▶ [Exercise task]
Please go through the rows below and pull out each line that contains the string "side", copying every such line in full.

▶ [The data]
— Start —
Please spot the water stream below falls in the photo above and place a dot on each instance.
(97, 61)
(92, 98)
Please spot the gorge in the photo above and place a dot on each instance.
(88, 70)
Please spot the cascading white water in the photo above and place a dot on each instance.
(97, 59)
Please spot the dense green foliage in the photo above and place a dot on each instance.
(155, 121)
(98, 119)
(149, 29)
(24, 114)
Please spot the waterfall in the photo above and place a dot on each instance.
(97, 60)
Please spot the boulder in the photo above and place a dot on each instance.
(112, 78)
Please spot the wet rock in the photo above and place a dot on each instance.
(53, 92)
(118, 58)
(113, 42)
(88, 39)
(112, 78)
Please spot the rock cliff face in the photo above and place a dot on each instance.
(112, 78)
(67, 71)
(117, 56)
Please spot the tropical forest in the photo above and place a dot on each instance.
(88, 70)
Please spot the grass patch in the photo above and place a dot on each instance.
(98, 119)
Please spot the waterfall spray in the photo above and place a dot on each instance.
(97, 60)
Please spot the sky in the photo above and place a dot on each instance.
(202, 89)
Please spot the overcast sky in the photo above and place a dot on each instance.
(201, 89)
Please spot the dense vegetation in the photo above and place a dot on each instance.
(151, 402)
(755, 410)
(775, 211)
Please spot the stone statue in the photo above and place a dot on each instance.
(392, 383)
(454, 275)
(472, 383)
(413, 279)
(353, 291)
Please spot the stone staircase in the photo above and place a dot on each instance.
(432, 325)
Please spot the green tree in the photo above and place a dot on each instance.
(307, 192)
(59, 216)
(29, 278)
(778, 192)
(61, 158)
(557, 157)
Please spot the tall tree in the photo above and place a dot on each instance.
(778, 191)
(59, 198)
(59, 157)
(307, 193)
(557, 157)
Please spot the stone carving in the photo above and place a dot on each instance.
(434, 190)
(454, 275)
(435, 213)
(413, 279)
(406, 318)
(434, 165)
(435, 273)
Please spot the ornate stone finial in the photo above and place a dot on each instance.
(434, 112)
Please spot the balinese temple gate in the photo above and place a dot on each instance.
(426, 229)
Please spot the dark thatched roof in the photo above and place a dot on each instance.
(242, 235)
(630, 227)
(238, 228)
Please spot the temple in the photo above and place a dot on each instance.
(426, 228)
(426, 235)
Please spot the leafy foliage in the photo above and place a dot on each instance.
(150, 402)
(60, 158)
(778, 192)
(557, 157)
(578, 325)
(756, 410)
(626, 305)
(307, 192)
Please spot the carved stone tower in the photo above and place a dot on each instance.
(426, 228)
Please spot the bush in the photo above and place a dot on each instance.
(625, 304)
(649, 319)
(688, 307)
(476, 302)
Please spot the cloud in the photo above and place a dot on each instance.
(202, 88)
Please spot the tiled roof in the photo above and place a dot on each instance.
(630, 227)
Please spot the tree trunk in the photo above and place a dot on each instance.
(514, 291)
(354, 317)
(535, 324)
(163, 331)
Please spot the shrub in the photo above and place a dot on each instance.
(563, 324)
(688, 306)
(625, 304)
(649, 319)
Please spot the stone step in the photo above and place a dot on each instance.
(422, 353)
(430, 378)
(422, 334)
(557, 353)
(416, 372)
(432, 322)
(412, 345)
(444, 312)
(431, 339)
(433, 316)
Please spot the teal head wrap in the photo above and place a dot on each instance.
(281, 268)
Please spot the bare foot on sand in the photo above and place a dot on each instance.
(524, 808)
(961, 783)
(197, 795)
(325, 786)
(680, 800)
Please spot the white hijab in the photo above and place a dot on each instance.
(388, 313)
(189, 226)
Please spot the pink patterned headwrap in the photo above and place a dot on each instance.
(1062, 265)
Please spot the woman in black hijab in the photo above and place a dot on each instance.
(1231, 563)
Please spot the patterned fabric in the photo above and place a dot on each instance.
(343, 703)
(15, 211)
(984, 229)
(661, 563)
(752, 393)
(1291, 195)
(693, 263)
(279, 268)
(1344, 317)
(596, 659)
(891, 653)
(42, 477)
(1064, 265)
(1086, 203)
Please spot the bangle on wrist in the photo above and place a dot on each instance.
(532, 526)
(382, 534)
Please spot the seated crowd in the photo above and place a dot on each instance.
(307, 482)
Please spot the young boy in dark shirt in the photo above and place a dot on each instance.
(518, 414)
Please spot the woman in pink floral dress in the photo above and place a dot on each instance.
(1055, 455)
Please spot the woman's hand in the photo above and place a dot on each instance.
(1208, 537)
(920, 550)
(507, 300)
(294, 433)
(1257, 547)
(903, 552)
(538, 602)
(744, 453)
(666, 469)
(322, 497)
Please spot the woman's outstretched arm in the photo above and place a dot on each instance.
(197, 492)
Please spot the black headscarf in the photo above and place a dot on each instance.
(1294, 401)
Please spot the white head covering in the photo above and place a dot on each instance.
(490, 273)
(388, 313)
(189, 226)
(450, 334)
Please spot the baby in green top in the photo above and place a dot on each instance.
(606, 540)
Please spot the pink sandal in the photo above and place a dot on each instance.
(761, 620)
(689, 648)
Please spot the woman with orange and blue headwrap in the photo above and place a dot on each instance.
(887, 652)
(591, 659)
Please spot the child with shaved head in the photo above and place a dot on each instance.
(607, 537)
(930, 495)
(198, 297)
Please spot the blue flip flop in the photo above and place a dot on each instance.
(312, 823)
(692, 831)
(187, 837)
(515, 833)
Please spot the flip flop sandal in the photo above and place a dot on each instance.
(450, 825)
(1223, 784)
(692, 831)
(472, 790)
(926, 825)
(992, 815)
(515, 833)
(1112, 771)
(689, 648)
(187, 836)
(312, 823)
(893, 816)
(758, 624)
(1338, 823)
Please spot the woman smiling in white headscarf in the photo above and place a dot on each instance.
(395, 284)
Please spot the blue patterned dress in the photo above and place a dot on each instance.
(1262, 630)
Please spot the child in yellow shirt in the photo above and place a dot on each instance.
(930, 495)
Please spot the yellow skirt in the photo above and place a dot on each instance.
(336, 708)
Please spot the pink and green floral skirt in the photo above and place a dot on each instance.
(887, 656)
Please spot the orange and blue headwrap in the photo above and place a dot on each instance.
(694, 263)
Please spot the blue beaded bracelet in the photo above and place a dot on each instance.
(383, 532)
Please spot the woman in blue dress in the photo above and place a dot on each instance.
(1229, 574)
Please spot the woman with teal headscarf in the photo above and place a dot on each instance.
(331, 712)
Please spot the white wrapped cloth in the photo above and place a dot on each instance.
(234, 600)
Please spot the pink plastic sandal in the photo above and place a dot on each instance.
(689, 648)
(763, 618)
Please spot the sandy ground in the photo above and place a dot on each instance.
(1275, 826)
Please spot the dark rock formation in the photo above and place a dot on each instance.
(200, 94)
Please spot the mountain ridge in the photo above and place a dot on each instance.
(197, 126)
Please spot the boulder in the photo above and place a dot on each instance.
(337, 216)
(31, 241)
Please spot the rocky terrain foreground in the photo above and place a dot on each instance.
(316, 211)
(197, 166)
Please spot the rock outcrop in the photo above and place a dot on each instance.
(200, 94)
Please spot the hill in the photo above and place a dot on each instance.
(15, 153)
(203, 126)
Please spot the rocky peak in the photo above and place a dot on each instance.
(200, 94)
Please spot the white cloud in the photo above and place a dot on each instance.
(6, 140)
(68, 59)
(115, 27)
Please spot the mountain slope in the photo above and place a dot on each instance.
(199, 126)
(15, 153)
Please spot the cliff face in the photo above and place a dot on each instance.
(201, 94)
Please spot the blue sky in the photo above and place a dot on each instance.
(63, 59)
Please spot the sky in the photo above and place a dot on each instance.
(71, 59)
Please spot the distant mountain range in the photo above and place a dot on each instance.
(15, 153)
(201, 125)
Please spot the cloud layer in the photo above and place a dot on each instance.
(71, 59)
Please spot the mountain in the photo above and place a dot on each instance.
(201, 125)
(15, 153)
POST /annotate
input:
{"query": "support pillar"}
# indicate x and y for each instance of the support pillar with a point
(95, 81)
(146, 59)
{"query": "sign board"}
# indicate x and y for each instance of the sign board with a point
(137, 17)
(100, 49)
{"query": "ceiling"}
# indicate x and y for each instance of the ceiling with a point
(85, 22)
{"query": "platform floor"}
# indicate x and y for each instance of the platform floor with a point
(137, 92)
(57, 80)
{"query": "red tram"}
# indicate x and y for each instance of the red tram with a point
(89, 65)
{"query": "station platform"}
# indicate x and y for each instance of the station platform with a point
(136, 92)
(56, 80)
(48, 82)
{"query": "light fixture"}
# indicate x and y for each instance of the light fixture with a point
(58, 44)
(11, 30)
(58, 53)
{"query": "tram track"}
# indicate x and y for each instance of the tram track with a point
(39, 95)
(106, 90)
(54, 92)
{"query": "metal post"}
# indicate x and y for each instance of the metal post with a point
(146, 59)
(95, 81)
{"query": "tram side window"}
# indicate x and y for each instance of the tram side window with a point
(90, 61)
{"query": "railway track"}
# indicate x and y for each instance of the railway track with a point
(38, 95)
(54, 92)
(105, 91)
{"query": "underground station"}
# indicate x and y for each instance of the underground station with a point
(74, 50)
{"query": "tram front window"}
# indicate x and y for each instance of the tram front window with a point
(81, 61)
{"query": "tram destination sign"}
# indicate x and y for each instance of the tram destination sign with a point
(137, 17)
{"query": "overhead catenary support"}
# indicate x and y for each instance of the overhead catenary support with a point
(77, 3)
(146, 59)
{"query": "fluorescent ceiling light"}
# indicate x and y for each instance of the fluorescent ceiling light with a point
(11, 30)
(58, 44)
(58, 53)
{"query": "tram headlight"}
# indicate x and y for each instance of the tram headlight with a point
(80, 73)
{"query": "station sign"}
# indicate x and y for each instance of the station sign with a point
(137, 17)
— End —
▶ [Reply to the exercise]
{"query": "tram side window"}
# indicate x and y for each instance of the tram side window with a point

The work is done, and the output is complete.